Vol.39 No.Supplement

一般口演
消化器:消化管1

(S420)

腸重積を引き起こした原発性空腸腺癌の一例

A case of Adenocarcinoma of the Jejunum Causing Intussusception

沖野 久美子, 照澤 和仁, 酢谷 充寿, 川江 孝子, 木元 俊一, 伊藤 あずさ, 坂 祐輝, 池田 亮輔

Kumiko OKINO, Kazuhito TERUSAWA, Mithutoshi SUYA, Takako KAWAE, Syunichi KIMOTO, Azusa ITO, Yuuki SAKA, Ryousuke IKEDA

札幌東徳洲会病院生理検査室

Department of physiology, Sapporo Higashi tokushukai hospital

キーワード :

【はじめに】
腸重積は成人には比較的稀な疾患であり,小児と異なり器質的疾患が原因であることが多い.今回我々は,腹部超音波検査における腸重積の発見をを契機に,診断・治療に結びついた原発性空腸癌の一症例を経験したので報告する.
【症例】
82歳男性
【主訴】
嘔気
【既往歴】
小脳梗塞,虫垂炎術後,Af,CRBBB 糖尿病 高尿酸血症 鉄欠乏性貧血 高血圧
【現病歴】
5日前から嘔気.食欲低下傾向.来院までに3回嘔吐がみられ,明らかな吐血は認めない.左側を下にして横になると嘔気増強を認める.
【腹部超音波検査所見】
十二指腸上行部〜十二指腸空腸部に腸重積像を認める.十二指腸の一部が肛門側腸管の内腔に嵌頓した状態であった.胃から十二指腸水平部には腸管拡張を認めた.
【腹部CT検査】
十二指腸上行脚に腫瘤性病変と,それに伴う腸重積を認めた.胃から十二指腸水平脚まで拡張しており,腫瘤に伴う腸重積による閉塞を疑った.

**検討対象データ:**
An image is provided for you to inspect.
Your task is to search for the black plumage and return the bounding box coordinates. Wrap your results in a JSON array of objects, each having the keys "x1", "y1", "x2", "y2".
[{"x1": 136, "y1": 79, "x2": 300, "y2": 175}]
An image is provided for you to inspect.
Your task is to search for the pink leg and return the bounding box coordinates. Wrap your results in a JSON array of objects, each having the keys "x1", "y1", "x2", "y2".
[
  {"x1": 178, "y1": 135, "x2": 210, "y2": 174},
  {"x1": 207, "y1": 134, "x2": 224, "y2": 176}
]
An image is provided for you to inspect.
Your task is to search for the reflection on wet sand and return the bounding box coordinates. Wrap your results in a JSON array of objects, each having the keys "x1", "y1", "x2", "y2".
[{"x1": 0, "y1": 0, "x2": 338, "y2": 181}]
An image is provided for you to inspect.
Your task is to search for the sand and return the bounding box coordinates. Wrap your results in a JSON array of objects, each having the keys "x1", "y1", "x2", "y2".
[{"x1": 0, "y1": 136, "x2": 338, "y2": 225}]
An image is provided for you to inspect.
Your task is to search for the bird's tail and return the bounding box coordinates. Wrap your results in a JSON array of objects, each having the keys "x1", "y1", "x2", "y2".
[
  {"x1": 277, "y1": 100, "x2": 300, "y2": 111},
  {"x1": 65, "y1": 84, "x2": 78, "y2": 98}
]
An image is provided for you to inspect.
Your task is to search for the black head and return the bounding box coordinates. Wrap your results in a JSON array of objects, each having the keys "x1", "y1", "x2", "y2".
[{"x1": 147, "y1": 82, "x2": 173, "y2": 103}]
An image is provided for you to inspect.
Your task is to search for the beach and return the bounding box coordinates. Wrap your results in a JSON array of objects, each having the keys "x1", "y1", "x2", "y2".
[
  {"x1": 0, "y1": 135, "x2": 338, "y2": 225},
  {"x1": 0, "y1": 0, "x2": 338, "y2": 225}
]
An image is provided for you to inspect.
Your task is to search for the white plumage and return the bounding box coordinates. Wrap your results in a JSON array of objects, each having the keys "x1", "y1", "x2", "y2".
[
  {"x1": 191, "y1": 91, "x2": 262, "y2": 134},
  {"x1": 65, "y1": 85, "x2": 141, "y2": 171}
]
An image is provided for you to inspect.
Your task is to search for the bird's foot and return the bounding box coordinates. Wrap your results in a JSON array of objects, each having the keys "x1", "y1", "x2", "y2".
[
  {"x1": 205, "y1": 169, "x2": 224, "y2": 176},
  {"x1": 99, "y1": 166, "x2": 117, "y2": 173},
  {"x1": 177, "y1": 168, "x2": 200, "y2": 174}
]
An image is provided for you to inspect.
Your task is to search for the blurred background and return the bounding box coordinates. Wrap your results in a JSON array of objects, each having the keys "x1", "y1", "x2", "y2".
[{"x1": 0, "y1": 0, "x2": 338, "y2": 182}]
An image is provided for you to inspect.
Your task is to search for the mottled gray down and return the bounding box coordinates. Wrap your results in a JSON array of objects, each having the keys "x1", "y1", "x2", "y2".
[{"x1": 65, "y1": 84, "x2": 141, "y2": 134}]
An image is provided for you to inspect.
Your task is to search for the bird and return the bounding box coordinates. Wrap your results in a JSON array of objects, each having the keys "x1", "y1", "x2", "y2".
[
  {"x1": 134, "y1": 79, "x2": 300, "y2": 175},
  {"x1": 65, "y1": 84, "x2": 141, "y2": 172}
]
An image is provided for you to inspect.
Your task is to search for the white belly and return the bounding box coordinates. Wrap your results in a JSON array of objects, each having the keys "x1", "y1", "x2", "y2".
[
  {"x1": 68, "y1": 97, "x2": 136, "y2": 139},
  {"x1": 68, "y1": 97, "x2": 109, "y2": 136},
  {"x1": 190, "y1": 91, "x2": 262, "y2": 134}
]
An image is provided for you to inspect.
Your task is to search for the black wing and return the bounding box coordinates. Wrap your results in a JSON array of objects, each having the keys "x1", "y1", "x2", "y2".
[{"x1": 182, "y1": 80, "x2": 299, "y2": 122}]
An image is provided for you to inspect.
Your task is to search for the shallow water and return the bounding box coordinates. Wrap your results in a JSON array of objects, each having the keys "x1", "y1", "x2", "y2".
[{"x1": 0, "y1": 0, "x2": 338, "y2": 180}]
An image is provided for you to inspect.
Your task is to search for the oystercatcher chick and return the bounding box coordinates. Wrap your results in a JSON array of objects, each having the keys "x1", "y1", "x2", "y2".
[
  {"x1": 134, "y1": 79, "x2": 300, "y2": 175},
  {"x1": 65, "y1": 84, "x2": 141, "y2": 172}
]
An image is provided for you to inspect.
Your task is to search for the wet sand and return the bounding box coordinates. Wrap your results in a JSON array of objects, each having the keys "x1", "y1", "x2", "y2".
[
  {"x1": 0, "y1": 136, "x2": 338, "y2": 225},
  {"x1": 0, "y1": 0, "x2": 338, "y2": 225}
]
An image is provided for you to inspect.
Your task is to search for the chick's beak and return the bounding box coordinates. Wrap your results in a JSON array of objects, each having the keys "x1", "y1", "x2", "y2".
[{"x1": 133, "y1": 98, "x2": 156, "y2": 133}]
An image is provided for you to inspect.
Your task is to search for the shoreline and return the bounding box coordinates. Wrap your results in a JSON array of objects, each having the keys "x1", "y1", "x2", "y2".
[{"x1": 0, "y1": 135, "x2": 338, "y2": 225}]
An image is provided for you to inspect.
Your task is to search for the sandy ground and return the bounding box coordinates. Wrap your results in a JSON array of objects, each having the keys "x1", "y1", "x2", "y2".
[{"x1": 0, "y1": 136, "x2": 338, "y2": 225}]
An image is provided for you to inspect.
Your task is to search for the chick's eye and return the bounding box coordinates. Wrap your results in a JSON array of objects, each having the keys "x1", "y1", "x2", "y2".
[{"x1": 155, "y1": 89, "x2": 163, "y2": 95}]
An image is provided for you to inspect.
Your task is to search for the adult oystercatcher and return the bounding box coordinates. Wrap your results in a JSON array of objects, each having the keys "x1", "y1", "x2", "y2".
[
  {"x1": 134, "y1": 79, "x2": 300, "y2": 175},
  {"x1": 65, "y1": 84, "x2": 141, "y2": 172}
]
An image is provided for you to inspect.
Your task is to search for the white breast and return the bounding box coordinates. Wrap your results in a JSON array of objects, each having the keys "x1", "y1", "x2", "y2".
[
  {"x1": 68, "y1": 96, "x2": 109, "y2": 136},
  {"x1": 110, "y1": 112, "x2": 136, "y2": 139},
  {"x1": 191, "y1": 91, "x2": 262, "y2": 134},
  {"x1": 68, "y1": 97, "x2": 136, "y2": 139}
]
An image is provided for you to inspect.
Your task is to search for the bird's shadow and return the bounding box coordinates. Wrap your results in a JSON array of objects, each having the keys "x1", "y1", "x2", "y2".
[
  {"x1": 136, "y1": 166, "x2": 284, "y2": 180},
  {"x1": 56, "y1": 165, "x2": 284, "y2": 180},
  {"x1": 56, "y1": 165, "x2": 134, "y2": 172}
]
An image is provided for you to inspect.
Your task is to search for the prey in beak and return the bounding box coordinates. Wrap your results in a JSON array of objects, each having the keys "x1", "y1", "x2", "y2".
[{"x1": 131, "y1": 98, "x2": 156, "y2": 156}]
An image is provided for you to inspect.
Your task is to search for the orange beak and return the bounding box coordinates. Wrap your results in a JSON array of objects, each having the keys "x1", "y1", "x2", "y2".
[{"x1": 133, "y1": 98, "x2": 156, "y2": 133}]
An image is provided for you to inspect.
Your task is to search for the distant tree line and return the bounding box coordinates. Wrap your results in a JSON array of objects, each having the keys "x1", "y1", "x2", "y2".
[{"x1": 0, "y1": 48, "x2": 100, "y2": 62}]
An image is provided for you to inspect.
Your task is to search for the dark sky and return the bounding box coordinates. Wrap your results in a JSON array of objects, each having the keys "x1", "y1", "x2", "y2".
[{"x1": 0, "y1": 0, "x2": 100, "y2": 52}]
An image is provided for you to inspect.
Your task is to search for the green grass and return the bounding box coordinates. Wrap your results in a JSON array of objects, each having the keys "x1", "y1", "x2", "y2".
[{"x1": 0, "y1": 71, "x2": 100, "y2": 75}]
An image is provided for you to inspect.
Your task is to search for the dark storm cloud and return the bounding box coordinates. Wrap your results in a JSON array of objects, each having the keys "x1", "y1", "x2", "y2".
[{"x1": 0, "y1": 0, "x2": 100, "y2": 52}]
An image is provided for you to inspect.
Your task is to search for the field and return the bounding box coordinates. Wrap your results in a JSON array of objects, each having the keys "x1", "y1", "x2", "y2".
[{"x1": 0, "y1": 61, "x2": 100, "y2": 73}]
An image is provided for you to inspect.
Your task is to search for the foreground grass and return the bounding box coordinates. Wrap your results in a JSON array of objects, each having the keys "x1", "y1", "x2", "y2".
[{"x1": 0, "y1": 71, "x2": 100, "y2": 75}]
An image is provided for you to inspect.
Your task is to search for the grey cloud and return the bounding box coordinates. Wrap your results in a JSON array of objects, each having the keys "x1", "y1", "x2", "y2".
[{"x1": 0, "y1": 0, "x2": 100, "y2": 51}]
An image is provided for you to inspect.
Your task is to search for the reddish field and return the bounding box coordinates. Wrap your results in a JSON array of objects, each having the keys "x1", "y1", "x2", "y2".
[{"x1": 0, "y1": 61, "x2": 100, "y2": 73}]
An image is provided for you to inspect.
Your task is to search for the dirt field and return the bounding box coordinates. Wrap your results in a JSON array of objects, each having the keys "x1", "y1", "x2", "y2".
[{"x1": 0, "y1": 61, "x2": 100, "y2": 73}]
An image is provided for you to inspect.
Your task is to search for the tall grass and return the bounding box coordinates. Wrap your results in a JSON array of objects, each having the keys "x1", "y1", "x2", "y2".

**指示内容:** 空腸腺癌の症例報告について、最後の文の後から続きを書き進めてください。 エントリは提示文とは別の出典から取られたものです。

**演習の解答:**
【上部消化管造影X線検査所見】
十二指腸水平脚でトランス靭帯手前にかに爪様ともとれる狭窄を認めた.ガストログラフィンの通過は困難であった.50mm大の腫瘤様の陰影を認めるが腸重積による変化とも捉えられた.
【上部内視鏡検査所見】
十二指腸水平脚に隆起性病変を認めた.立ち上がりは急峻で,外観上は上皮性の腫瘍が疑われた.
【血液生化学検査】
末梢血液ではWBC:6600/μl,RBC:308×104/μl,Hb:11.3g/dl,Hct:34.3%と軽度貧血とCRP:0.78mg/dlと軽度の炎症反応を認めた.
【手術所見】
十二指腸から空腸に移行する部位(トランス靭帯直下)に大きさ4cm大,広基性の腫瘍があり通過障害の原因となっていたため,腫瘍を含む空腸を15cm切除し,空腸を端端吻合した.
【病理組織学所見】
Type 1 型を呈す隆起性腫瘍(5.0×7.0×1.5cm).高分化腺癌で,深達度は漿膜下,脈管侵襲やリンパ節転移は見られずpStage II, Cur-Aの切除 であった.
【まとめ】
原発性空腸腺癌が誘引と考えられる成人腸重積症を経験し その診断に超音波検査が有用であった.